### What the task asks
Scan the records for "rear". Report each line that includes it.

### Provided information
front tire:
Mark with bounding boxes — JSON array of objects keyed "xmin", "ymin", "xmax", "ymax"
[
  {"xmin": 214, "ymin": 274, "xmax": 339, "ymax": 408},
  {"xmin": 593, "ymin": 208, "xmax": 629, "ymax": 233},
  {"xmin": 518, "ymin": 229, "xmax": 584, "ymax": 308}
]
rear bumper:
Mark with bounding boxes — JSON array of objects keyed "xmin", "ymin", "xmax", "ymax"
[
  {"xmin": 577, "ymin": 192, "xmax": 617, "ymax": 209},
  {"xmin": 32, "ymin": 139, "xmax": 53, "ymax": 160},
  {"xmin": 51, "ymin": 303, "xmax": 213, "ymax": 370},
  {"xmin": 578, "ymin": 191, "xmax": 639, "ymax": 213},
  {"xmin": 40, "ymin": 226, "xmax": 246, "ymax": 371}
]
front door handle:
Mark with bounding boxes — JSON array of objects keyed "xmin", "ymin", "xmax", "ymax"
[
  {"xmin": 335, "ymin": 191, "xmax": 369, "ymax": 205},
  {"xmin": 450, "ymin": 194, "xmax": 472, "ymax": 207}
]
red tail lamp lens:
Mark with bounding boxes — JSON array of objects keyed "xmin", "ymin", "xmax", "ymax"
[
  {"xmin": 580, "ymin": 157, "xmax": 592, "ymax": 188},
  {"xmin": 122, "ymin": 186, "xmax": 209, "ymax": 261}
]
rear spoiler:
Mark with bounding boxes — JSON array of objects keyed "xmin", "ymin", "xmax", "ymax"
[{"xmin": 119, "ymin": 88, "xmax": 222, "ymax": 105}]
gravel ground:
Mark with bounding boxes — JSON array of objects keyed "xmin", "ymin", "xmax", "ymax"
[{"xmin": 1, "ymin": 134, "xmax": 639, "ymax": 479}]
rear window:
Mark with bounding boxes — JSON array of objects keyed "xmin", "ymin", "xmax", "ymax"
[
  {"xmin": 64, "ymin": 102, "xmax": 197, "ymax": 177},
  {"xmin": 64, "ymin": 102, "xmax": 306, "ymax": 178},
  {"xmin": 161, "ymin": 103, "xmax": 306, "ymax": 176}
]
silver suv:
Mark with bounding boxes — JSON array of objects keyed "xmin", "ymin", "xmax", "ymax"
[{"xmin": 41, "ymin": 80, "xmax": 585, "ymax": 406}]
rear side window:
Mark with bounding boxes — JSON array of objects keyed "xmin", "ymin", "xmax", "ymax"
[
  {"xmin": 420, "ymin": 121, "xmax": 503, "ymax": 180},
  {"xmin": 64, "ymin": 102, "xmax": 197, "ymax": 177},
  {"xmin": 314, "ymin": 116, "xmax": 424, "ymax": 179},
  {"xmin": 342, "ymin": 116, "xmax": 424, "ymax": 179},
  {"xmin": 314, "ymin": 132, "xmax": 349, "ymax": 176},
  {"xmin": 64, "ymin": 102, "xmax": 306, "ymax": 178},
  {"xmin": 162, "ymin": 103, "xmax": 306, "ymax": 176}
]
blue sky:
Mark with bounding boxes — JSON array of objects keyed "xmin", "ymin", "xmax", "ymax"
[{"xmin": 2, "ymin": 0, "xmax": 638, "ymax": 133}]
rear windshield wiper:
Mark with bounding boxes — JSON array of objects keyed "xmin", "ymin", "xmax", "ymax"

### Response below
rear bumper:
rear spoiler:
rear window:
rear side window:
rear windshield wiper:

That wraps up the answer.